Set exercise 1 »
How long is the Wapack Trail one way, according to the essay below?

Somewhere in these musings there may be some snarky comments about the origins of some so-called old Native American names. The name in play today has no such pretensions. The Wapack Trail
, and the range it follows of the same name, is a contraction nearing its 90th birthday. The features run roughly north-south. It begins in the south, from Mount Wa
tatic in Ashburnham, MA, to Pack Mount Monadnock
*, in Peterborough, NH. One way, it's something over 21 miles, with a couple of thousand feet total climb (one goes down as well as up). From a distance (Monadnock) and a slightly higher altitude it looks like this:
So the name lacks ingenuity. It was coined in an inn in the 1920s. Ken Burns notwithstanding, we'll assume they had nothing but coffee to lubricate their creative faculties during Prohibition.
Although this is on my spouse's native sod, we've never done the Wapack. Its chief appeal has always been to hard core hiking and back country skiing groupies. However, last week we said "yes" to Em's proposal that we go back to Yosemite. Since we have a mere 11 months to get into shape, it seemed like time for an alpha test. We chose the Wapack section running south from NH 101 in the general direction of New Ipswich.
When one is on a one-way trail, the art of back-timing becomes very important. Recalling a Yosemite occasion when back-timing didn't go over so well, I got ironclad commitments to stop when we could still get back.

The input »

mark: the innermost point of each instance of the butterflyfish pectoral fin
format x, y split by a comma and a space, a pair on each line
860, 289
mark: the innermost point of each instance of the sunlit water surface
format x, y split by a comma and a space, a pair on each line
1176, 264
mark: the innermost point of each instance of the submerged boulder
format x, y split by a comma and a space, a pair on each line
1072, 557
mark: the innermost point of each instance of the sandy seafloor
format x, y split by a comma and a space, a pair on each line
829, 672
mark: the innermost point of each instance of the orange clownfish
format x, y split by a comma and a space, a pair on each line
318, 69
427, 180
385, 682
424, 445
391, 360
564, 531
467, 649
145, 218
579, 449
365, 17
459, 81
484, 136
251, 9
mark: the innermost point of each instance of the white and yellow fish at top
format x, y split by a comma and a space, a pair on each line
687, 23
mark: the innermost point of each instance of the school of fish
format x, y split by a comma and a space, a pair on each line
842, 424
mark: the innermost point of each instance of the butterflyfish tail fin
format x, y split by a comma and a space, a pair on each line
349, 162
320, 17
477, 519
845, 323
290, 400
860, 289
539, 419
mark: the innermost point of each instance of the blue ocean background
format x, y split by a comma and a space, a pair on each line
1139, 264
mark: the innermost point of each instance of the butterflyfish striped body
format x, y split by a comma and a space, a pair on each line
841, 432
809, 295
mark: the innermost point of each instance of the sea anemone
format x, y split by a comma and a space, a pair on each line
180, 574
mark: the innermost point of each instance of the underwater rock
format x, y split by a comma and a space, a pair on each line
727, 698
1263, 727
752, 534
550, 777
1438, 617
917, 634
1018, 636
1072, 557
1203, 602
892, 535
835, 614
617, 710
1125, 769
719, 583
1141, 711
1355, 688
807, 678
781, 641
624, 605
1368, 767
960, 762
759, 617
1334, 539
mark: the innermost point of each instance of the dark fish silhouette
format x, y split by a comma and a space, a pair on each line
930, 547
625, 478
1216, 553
---
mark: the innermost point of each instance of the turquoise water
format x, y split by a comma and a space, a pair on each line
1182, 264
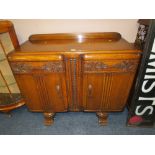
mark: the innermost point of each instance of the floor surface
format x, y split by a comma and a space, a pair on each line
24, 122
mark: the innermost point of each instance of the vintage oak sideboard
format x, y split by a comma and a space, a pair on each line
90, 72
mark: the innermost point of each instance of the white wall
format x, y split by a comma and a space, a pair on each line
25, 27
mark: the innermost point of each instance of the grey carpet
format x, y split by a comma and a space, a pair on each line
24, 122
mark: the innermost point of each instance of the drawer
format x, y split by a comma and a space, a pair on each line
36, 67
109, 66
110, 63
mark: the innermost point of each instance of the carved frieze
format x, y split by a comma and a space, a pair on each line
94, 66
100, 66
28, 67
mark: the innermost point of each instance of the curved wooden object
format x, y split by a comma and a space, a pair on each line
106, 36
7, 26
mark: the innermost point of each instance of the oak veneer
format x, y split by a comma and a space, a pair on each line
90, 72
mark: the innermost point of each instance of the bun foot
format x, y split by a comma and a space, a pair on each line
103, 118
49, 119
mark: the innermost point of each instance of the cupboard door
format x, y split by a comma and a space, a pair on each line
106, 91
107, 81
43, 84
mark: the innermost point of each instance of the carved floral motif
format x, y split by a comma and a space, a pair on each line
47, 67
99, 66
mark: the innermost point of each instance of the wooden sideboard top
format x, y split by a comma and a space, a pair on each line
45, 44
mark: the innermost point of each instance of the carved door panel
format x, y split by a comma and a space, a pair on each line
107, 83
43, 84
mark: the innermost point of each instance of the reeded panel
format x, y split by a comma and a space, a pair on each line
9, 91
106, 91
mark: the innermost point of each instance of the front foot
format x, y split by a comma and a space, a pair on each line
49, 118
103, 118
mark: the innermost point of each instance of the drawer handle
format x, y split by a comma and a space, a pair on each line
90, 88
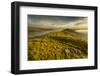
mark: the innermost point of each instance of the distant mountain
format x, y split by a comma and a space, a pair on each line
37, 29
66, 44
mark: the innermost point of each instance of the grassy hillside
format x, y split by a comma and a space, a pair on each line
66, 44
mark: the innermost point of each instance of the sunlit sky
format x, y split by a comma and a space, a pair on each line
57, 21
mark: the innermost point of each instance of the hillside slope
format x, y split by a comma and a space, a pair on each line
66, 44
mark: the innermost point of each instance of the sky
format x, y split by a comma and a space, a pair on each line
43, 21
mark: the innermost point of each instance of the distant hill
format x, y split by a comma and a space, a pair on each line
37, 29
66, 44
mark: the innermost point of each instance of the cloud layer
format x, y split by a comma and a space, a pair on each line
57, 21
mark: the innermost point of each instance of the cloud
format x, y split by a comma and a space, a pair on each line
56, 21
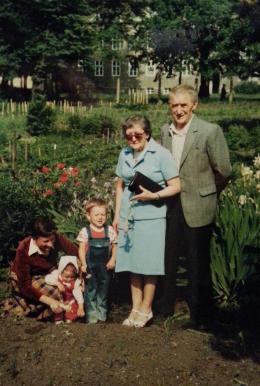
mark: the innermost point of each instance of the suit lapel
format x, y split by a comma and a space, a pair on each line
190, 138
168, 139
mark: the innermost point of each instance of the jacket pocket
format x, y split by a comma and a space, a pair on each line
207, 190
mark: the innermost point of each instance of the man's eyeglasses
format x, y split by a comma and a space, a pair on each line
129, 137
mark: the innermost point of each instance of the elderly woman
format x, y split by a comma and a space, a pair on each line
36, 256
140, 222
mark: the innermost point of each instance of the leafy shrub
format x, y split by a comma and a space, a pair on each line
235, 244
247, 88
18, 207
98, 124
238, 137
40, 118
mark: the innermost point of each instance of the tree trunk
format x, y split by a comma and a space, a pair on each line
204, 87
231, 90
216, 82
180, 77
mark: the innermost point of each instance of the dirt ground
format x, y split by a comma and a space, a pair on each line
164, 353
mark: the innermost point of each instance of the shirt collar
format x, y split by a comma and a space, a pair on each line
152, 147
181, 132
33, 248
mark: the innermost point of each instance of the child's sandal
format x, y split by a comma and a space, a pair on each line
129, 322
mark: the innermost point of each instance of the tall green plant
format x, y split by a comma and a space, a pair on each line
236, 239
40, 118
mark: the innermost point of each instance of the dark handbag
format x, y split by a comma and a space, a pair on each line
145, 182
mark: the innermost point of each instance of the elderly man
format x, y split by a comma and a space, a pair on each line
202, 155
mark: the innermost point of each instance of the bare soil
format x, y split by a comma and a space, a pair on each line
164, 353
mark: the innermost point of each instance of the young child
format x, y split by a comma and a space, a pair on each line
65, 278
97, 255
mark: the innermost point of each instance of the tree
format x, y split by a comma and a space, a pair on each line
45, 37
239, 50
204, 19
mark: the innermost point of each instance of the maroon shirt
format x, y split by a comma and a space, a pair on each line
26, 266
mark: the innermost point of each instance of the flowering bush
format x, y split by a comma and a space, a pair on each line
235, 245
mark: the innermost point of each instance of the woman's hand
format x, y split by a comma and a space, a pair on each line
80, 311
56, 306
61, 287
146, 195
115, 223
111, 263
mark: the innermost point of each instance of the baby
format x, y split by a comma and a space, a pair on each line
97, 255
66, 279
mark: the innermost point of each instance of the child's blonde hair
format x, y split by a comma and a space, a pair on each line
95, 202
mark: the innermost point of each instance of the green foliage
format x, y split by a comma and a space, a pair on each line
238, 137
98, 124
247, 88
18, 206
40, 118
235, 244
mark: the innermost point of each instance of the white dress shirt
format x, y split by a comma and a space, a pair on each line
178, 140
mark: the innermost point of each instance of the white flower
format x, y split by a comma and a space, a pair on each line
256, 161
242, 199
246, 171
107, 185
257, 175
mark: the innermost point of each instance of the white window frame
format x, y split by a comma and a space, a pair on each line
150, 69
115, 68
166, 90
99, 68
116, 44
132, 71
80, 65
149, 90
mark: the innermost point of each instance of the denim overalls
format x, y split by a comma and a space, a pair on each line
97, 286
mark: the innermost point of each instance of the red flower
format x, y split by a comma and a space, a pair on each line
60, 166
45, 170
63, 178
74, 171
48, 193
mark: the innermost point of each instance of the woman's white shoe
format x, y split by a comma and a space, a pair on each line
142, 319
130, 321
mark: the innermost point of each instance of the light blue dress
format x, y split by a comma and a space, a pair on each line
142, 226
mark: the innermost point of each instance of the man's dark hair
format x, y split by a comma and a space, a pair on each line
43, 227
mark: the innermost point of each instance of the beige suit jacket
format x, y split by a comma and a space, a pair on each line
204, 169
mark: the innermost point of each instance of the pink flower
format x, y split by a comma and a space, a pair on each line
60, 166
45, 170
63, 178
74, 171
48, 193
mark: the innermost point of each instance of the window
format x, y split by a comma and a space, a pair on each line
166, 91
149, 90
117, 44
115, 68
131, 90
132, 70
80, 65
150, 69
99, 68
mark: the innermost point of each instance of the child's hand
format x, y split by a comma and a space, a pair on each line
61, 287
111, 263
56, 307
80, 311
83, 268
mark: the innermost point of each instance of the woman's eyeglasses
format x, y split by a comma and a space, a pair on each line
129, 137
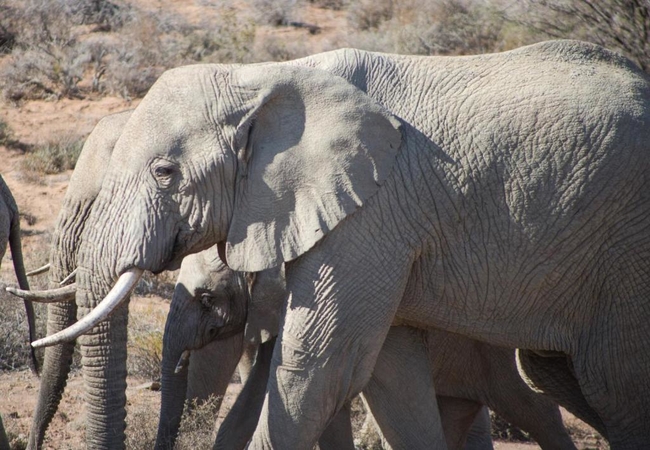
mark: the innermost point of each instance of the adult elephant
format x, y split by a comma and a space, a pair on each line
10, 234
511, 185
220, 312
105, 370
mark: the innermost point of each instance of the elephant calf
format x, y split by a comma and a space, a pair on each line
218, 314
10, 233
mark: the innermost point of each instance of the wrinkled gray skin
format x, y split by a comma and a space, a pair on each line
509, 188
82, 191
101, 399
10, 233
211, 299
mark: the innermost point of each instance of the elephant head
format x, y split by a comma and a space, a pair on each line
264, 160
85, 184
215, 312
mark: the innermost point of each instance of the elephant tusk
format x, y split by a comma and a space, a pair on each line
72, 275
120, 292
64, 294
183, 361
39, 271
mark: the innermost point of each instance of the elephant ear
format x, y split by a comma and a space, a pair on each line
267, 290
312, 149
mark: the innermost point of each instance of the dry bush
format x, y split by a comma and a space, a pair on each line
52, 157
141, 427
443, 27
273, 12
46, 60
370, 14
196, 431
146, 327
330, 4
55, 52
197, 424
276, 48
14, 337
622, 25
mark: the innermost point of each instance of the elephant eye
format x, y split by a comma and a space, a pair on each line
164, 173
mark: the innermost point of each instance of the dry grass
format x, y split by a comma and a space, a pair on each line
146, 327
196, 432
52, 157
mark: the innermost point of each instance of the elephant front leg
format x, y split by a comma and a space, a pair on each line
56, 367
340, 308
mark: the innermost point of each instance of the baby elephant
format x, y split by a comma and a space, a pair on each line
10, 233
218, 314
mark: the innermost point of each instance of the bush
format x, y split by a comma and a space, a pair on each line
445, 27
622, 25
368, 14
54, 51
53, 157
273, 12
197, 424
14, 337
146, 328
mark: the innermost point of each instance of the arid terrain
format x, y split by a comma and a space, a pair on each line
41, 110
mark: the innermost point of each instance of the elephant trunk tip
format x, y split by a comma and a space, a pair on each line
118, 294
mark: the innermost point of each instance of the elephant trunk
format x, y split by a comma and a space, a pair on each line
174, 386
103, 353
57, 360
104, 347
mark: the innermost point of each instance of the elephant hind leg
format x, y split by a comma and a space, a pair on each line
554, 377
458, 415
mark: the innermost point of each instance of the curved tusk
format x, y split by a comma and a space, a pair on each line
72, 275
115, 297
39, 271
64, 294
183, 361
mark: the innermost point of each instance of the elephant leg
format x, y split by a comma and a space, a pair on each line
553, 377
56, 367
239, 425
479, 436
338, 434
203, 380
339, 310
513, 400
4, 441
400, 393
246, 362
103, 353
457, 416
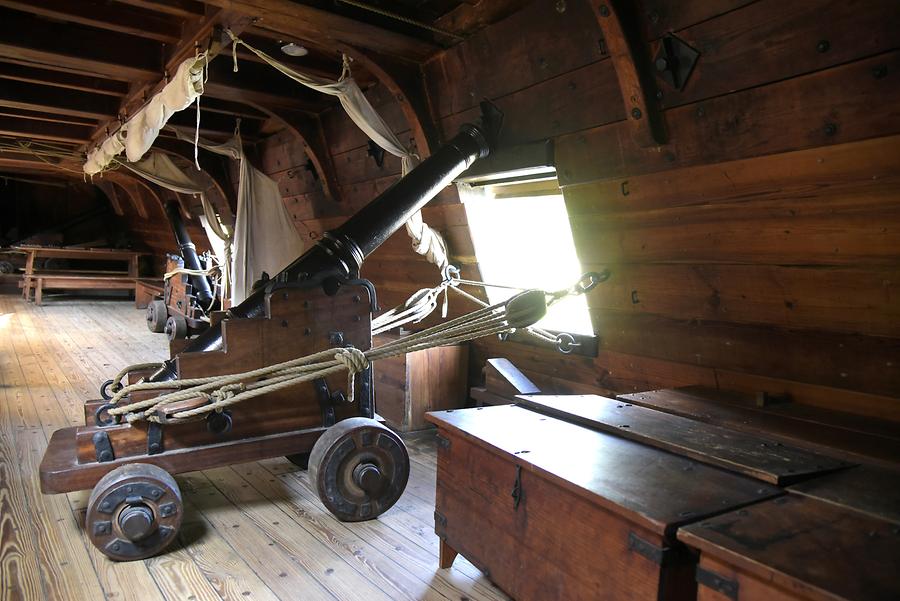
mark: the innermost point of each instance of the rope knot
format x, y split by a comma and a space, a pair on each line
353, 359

Set exercise 2 »
Identify and copy every line of the listing that contains the string "sunlit".

Result 1 »
Something over 21 miles.

Result 2 »
mark: the innermost point of each instance of the sunlit water surface
mark: the innermost point of each instance of the sunlit sky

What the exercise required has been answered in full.